◆ **TEXT SECTION**
>>>

# Ugh what do I do now?



## Weaktea (Feb 19, 2013)

My puppy went out this morning & when he came back in he was whimpering & chasing his tail.when he sat down & then got up again there was a dirty mark on the floor & I realised he had some poo stuck to his fur. He'd squished it in a bit more when he sat down so it was all matted in. I literally just stood there for a minute thinking aag what do I do now?! It was quite firm so didn't look like just a simple shower down. I put him into the bath armed with some scissors with the intention of cutting it out but just didn't know where to start & was afraid of hurting him. Eventually just stood for about half an hour with the shower head pointing at his rear end trying to dissolve it while trying to stop him jumping out of bath. Used up the hot water too so couldn't wash my hair! Got it all out at last but need some advise on how to trim his hair to try and prevent it happening again. Snipped a bit off in process of cleaning him so he looks a bit uneven at the moment!


----------



## barrett (Sep 28, 2010)

Trim as short as possible the hair around bum hole & pee hole. Just give him strokes, and treats and her will settle then trim it short.

If you aren't happy to do it then you can take her to a dog groomers, they call it the hygiene strip. 

Unfortunately you have to trim if every few weeks to stop poo getting caught up in it and stop the pee sticking around and making them stink!


----------



## NikkiB (Jan 16, 2013)

Samson had this happen too!!! I just sat him in a warm bath and had to keep squeezing and massaging it with puppy shampoo to get it all out! Urgh!!! Things we have to do
I took Samson to the groomers and she cut him shorter all round his bum and we haven't had it happen since.


----------



## Toffin (Aug 8, 2012)

You did brilliantly to get it off 

I keep Polly's hair very short around there - almost back to bare skin. Also give her regular meals of Barking Heads and only natural treats so poo is predictably firm and doesn't stick to her!

I walk with someone who's terrier often has horrid poos and she has to almost pull it out of his bottom and then clean up his fur - yuk!

Toffin
x


----------



## Kody&Beau (Aug 18, 2012)

That's dogs for you...lol. As others have said try to keep the fur short around bum and it does prevent it from being a regular occurrence


----------



## JoJo (Mar 2, 2011)

Tip .. keep the coat cut shorter around the bum, and with males the tummy hair can get to smell of wee, so a tummy trim is good too. Poo stuck in the coat can be shock to new puppies and owners... you did really well  not very nice pulling poo out of their fluffy coat but it is part of dog ownership. A short neat trim will do the job


----------



## Jayded (Apr 5, 2013)

<<<

◆ **LISTED ENTRIES**
>>>

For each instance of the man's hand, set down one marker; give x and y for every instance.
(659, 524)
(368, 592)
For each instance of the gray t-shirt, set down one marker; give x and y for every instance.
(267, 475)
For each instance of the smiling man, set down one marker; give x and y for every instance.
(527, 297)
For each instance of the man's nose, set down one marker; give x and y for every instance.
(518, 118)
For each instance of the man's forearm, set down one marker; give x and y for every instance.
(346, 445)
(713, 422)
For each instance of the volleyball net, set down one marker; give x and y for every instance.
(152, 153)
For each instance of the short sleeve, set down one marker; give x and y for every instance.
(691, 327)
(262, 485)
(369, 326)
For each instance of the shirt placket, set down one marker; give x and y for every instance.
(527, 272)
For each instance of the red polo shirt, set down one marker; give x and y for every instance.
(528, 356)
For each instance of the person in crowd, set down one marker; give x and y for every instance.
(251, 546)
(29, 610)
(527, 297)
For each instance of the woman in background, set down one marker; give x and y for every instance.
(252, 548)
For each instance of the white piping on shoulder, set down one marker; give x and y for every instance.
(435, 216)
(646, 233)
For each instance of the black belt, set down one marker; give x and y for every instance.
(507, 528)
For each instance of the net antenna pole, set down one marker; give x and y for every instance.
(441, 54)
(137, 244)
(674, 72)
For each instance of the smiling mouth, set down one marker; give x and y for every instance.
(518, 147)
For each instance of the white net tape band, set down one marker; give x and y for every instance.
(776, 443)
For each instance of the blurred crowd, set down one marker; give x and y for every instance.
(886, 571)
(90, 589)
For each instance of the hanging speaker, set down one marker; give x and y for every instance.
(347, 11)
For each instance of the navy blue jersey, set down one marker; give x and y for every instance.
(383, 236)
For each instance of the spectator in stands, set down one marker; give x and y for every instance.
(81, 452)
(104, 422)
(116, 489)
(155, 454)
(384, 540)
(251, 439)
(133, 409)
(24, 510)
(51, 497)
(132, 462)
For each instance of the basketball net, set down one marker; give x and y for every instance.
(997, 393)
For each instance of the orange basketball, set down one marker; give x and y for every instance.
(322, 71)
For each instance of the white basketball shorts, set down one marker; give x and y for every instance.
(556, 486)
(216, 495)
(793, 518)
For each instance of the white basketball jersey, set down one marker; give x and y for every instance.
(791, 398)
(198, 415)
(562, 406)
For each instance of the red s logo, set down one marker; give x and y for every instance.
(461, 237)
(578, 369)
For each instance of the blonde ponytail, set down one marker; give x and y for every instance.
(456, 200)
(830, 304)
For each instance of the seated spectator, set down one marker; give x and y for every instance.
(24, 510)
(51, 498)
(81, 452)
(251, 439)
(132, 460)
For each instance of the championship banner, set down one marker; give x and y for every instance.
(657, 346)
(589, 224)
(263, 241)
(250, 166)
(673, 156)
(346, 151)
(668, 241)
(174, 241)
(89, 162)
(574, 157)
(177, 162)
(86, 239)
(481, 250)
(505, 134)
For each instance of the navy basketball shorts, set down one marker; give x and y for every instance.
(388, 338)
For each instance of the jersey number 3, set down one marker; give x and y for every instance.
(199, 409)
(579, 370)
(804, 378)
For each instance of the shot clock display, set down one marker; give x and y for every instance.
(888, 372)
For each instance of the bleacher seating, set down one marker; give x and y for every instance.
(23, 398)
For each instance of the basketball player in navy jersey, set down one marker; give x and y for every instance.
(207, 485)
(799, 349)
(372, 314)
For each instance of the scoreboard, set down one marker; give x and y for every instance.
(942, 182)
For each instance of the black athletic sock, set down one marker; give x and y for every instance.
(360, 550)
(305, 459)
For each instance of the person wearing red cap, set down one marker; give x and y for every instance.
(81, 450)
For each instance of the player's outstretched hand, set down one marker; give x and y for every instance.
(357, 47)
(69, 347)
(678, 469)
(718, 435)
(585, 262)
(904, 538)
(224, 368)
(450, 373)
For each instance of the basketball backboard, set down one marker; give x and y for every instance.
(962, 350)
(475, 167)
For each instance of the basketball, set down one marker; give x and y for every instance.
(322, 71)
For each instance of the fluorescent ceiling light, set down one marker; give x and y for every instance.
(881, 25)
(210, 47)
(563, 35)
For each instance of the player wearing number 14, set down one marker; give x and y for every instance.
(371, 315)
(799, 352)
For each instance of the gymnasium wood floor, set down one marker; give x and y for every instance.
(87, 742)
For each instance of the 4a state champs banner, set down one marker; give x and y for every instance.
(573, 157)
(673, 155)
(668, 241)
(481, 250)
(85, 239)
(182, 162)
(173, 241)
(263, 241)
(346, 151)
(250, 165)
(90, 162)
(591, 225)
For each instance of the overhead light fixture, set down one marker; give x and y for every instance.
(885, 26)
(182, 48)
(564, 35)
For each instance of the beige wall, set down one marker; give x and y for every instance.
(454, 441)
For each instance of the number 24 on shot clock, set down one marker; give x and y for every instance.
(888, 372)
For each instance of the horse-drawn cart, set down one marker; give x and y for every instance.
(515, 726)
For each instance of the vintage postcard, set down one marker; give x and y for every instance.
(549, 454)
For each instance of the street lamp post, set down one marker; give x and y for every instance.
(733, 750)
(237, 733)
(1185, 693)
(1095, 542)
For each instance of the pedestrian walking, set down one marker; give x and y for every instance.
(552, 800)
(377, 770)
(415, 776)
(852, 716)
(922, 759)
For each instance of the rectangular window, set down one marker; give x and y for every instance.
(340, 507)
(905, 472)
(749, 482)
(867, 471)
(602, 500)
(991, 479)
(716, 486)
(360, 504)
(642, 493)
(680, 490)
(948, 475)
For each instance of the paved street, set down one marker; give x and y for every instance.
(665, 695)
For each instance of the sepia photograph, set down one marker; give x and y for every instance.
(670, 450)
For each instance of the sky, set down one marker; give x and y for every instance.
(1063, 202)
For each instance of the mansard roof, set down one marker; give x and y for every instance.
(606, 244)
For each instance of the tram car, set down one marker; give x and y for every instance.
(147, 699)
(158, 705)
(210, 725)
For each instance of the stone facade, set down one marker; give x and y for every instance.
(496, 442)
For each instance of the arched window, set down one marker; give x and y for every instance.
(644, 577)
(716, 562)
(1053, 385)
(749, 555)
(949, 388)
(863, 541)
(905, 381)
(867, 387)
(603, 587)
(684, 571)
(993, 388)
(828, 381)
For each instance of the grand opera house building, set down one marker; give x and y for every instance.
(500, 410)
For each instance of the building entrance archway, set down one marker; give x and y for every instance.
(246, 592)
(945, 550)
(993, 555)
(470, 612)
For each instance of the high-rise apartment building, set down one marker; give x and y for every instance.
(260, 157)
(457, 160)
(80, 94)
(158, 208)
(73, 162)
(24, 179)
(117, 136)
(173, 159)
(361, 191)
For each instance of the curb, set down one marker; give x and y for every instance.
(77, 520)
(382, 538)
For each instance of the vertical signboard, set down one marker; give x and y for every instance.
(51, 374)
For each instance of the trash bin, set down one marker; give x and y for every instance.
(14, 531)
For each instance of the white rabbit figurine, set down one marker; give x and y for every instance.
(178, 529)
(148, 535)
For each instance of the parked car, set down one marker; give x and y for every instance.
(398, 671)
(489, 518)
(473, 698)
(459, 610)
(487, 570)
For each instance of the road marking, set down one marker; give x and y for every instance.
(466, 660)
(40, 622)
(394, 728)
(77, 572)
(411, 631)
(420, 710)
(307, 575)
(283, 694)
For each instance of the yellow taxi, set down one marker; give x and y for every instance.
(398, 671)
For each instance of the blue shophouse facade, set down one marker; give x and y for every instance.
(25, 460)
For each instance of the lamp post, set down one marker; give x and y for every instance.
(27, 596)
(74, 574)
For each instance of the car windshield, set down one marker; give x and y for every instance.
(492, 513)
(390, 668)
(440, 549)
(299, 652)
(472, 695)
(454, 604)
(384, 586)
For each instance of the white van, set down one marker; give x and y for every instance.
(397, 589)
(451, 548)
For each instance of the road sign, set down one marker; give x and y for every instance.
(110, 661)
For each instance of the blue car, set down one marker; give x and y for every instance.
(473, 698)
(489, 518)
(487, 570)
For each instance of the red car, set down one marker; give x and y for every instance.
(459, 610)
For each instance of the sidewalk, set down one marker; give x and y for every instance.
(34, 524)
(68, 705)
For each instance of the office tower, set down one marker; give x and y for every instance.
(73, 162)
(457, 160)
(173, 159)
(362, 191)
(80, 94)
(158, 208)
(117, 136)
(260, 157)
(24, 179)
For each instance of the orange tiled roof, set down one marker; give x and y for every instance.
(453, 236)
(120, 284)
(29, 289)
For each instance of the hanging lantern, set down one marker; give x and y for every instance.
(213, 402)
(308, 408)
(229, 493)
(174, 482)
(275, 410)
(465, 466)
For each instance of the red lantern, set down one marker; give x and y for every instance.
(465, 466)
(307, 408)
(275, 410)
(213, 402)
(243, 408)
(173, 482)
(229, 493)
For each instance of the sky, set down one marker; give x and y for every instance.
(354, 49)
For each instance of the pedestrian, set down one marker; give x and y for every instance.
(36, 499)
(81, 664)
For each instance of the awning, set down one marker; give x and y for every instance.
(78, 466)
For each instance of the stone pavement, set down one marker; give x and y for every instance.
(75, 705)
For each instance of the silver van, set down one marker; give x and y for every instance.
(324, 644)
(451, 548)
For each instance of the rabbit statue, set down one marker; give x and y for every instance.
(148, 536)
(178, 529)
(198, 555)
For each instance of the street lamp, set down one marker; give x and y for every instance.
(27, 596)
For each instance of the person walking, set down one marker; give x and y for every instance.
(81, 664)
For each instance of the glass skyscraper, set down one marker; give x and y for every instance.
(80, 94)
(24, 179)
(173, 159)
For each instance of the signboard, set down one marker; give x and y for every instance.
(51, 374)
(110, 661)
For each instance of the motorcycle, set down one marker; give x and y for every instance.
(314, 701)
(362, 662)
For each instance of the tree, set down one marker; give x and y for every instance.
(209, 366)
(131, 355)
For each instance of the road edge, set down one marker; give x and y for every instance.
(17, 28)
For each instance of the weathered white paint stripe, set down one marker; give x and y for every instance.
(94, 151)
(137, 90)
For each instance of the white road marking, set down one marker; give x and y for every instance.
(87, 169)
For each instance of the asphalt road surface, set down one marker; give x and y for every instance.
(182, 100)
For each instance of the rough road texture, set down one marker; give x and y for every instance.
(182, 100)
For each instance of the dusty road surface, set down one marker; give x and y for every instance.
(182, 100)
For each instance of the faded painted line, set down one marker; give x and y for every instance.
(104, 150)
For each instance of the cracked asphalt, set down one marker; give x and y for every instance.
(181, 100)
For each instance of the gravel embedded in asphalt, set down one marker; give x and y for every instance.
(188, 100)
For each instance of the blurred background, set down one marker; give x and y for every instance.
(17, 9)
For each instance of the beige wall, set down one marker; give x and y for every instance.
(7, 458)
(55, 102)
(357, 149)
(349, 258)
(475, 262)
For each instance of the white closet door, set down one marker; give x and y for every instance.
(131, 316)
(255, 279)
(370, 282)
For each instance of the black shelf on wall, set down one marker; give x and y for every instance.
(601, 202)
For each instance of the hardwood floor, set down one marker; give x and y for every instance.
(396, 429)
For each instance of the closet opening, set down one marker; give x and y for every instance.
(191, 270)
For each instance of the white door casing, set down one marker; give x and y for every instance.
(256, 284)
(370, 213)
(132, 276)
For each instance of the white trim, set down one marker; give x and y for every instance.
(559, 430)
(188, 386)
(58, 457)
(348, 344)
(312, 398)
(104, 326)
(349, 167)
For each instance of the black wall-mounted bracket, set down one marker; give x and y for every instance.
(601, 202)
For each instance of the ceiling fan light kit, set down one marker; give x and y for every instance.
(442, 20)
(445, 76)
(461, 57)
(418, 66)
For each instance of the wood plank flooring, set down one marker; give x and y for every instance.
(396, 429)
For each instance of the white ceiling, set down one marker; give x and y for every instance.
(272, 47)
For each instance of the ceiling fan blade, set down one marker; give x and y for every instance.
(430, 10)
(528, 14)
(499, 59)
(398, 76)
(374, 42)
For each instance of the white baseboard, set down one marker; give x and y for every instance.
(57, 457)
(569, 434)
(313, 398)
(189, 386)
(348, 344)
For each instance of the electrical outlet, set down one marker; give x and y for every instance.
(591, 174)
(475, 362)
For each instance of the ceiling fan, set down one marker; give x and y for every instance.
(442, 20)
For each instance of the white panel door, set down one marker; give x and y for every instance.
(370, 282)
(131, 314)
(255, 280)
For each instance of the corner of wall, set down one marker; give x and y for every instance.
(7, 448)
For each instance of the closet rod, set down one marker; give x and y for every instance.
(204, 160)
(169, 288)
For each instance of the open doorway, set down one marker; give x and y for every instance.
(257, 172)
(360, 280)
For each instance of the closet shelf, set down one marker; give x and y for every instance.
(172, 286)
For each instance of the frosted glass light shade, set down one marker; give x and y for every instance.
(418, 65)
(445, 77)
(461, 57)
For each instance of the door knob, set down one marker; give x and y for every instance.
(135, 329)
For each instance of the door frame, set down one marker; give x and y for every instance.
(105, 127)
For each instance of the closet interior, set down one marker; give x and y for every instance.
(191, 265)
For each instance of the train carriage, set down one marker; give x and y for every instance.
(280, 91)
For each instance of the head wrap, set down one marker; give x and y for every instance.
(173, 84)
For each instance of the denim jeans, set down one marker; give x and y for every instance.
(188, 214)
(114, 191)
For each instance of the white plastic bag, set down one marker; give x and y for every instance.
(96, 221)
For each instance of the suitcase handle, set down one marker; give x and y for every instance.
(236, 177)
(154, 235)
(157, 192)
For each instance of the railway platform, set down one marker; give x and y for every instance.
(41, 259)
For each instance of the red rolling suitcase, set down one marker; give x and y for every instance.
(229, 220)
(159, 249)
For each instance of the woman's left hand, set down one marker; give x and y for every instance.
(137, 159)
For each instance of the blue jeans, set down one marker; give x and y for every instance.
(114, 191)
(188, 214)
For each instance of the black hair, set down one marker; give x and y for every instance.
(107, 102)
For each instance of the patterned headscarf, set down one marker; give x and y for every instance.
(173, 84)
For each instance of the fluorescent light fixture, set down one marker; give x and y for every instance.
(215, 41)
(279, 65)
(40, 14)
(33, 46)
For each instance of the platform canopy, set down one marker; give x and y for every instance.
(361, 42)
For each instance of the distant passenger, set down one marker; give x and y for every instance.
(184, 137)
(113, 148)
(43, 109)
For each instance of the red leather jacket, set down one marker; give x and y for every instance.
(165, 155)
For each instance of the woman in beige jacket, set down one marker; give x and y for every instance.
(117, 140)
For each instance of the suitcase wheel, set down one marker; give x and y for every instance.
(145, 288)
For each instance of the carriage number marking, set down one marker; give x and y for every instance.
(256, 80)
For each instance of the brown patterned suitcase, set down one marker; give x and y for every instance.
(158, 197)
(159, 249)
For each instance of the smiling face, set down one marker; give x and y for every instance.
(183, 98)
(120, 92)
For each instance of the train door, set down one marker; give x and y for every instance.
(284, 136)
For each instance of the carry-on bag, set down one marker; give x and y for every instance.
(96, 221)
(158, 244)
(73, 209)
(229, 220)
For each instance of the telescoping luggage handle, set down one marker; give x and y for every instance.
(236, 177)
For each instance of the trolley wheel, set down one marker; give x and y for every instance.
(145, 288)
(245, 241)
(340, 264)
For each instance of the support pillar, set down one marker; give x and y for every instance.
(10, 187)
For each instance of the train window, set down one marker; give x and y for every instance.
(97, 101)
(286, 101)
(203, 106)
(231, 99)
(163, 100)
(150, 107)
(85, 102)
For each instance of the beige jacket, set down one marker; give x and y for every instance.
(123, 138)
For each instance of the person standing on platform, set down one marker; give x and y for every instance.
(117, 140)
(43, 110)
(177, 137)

<<<

◆ **STATED PROBLEM 1**
Copy out everything in the forum thread from "If you aren't" down to "it happen since.".
◆ **STATED PROBLEM 2**
Answer these questions from the forum thread:
(a) For about how long did Weaktea stand with the shower head pointed at the puppy's rear end?
(b) According to barrett, what do dog groomers call the trim around the rear?
(c) What does Toffin feed Polly?
The records aren't needed here.

◆ **CORRECT OUTPUT 1**
If you aren't happy to do it then you can take her to a dog groomers, they call it the hygiene strip. 

Unfortunately you have to trim if every few weeks to stop poo getting caught up in it and stop the pee sticking around and making them stink!


----------



## NikkiB (Jan 16, 2013)

Samson had this happen too!!! I just sat him in a warm bath and had to keep squeezing and massaging it with puppy shampoo to get it all out! Urgh!!! Things we have to do
I took Samson to the groomers and she cut him shorter all round his bum and we haven't had it happen since.

◆ **CORRECT OUTPUT 2**
(a) About half an hour.
(b) The hygiene strip.
(c) Regular meals of Barking Heads and only natural treats.